Extract every line of the material below and reproduce each one verbatim.

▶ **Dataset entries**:
--------------------------------

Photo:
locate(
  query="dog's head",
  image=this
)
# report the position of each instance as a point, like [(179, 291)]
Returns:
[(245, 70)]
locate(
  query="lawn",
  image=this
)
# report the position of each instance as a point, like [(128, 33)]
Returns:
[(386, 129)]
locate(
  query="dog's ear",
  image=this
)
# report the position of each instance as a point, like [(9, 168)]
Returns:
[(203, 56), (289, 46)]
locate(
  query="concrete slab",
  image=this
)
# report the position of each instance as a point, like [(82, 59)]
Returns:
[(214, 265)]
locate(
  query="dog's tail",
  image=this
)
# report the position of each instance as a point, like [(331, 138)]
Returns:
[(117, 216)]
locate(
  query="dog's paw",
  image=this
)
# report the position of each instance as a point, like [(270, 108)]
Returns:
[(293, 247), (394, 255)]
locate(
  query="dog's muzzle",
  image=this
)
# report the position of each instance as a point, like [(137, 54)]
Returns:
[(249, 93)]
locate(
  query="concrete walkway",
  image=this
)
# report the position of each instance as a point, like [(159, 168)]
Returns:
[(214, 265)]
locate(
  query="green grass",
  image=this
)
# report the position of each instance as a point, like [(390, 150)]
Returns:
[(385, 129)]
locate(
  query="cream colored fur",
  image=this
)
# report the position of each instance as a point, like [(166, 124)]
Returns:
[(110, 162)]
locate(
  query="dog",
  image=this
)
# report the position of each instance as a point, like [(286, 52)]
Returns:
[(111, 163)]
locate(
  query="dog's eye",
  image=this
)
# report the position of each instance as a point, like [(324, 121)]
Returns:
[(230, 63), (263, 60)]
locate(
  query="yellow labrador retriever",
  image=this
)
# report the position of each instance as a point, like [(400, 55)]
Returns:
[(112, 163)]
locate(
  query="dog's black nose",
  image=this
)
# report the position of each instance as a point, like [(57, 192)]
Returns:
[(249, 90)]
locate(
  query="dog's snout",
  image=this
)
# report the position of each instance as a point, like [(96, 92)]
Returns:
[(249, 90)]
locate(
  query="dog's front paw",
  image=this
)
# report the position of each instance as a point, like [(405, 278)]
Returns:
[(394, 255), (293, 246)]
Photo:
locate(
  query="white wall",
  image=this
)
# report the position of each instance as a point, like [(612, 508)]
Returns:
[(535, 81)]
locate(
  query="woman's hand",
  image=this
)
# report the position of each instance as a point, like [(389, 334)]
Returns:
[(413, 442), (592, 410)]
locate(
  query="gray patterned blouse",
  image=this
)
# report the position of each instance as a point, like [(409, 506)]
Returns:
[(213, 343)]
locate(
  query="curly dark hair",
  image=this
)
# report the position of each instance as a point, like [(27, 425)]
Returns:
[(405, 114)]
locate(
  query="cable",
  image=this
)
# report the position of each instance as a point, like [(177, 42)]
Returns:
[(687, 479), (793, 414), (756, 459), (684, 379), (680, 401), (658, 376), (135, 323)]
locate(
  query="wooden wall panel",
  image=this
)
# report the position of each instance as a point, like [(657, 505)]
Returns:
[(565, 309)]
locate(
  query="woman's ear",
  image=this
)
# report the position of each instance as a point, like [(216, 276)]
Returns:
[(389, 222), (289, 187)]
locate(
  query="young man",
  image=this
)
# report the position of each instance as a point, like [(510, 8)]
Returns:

--------------------------------

▶ **OUTPUT**:
Photo:
locate(
  query="dog's head",
  image=this
)
# report the position of each instance as a point, like [(179, 291)]
Returns:
[(245, 70)]
locate(
  query="lawn",
  image=this
)
# report the position of each instance as a point, like [(128, 33)]
Returns:
[(386, 129)]
locate(
  query="dog's ear",
  image=this
)
# report the position of each instance as a point, like [(9, 168)]
Returns:
[(203, 56), (289, 46)]
locate(
  query="concrete slab",
  image=this
)
# report the position of each instance as a point, like [(82, 59)]
Returns:
[(214, 265)]
locate(
  query="dog's tail",
  image=this
)
# report the position of each instance as a point, like [(331, 138)]
Returns:
[(117, 216)]
locate(
  query="dog's paw",
  image=this
)
# report the position of each instance as a point, like [(270, 108)]
Returns:
[(293, 247), (394, 255)]
locate(
  query="dog's muzzle",
  image=this
)
# report the position of each instance as a point, like [(137, 54)]
Returns:
[(249, 93)]
locate(
  query="concrete walkway",
  image=this
)
# report the position of each instance as a point, like [(159, 168)]
Returns:
[(214, 265)]
locate(
  query="green grass",
  image=this
)
# report the position of each instance as a point, like [(390, 150)]
Returns:
[(385, 129)]
locate(
  query="cream colored fur",
  image=this
)
# report the position of each instance as a point, like [(166, 124)]
Returns:
[(110, 162)]
locate(
  query="dog",
  image=this
)
# report the position of each instance as a point, like [(286, 52)]
Returns:
[(111, 163)]
locate(
  query="dog's eye",
  image=this
)
# report the position of each instance as a point, like [(324, 121)]
Returns:
[(230, 63), (263, 60)]
locate(
  query="yellow labrador retriever",
  image=this
)
# report the position of each instance as a point, like [(400, 55)]
Returns:
[(112, 163)]
locate(
  query="dog's black nose",
  image=this
)
# report the position of each instance as a point, like [(57, 192)]
Returns:
[(249, 90)]
locate(
  query="dog's snout",
  image=this
)
# report the position of each instance as a point, like [(96, 92)]
Returns:
[(249, 90)]
locate(
  query="dog's front paw",
  image=this
)
# report the position of each instance as a point, like [(405, 278)]
Returns:
[(394, 255), (293, 246)]
Photo:
locate(
  query="white wall",
  image=this
)
# report the position of each instance as a point, like [(612, 508)]
Returns:
[(535, 81)]
locate(
  query="woman's hand",
  image=this
)
# report the position of each instance as a point, like [(389, 334)]
Returns:
[(413, 442), (592, 410)]
locate(
  query="gray patterned blouse",
  image=this
)
# report the position of each instance as a point, like [(409, 506)]
Returns:
[(213, 343)]
locate(
  query="curly dark hair",
  image=this
)
# report the position of each instance as a point, like [(27, 425)]
Returns:
[(405, 114)]
locate(
  query="cable",
  image=this
)
# report the position of each instance as a point, like [(177, 42)]
Returns:
[(687, 479), (793, 414), (756, 459), (684, 379), (680, 401), (658, 376), (135, 323)]
locate(
  query="wooden wall panel",
  image=this
)
# report the position of each instance as a point, like [(657, 505)]
Returns:
[(565, 309)]
locate(
  query="woman's ear",
  image=this
)
# report the position of each instance as a point, like [(216, 276)]
Returns:
[(389, 222), (289, 187)]
locate(
  query="young man",
  image=this
)
# report the position of each instance as a point, like [(510, 8)]
Returns:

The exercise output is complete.